■ Text excerpt:
^^^^^^^^^^^^^^^^
This morning I discovered where I was on Christmas Day of 1967.  I’ve been digitizing old slides, plowing through the memories, and there it was.  A picture of a bathtub in the Los Altos Hills dated 12/25/67.  The tub was on its side, having served dutifully as a cattle trough for many years, I am sure.  Beside it was an old wooden gate.  There were brown hillsides and a few oaks. And far in the background, I could see vestiges of the San Francisco Bay and the megalopolis surrounding it.  I have no other recollections of that afternoon but I bet I can reconstruct it pretty well.

That morning I would have spent with my family down in the flatlands of Mountain View, happily opening presents and sharing that all too rare feeling of togetherness.  My parents were no doubt worrying about the lengthening of my hair.  And my proclivity for wearing an old Army field jacket everywhere.  Little did they know that only a week before, I had dropped acid for the first time. Had spent the night in a crash pad in Santa Cruz with close friends, listening to Jefferson Airplane on headphones and being overwhelmed with color and sound. Feeling an overwhelming peace with the world, even as the spector of Vietnam lurked on the fringes.
^^^^^^^^^^^^^^^^
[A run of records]

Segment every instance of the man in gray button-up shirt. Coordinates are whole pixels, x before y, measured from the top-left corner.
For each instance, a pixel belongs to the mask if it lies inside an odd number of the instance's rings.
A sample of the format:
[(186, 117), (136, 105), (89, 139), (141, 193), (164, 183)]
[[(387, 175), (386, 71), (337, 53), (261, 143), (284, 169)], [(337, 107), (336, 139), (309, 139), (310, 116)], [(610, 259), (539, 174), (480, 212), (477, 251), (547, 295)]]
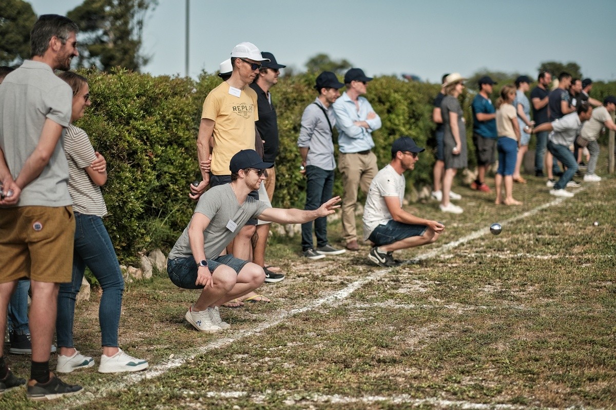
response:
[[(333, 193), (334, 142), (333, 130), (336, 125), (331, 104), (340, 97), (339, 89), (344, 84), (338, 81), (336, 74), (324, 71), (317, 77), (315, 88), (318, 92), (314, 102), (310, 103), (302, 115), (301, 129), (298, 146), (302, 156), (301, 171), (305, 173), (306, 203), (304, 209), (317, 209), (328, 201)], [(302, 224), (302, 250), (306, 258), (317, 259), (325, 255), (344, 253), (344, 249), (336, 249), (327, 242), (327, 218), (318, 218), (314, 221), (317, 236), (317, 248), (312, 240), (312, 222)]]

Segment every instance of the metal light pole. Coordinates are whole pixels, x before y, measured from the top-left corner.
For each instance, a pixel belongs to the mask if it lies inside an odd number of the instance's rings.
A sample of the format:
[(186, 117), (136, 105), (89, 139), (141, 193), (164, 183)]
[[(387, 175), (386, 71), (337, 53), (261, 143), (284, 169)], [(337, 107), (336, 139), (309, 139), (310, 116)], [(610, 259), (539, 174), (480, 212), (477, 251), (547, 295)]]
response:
^^^^^^^^^^^^^^^^
■ What to do:
Reproduce the passage about Christmas Day 1967 word for word, starting at "This morning I" and ending at "it pretty well.".

■ Output below:
This morning I discovered where I was on Christmas Day of 1967.  I’ve been digitizing old slides, plowing through the memories, and there it was.  A picture of a bathtub in the Los Altos Hills dated 12/25/67.  The tub was on its side, having served dutifully as a cattle trough for many years, I am sure.  Beside it was an old wooden gate.  There were brown hillsides and a few oaks. And far in the background, I could see vestiges of the San Francisco Bay and the megalopolis surrounding it.  I have no other recollections of that afternoon but I bet I can reconstruct it pretty well.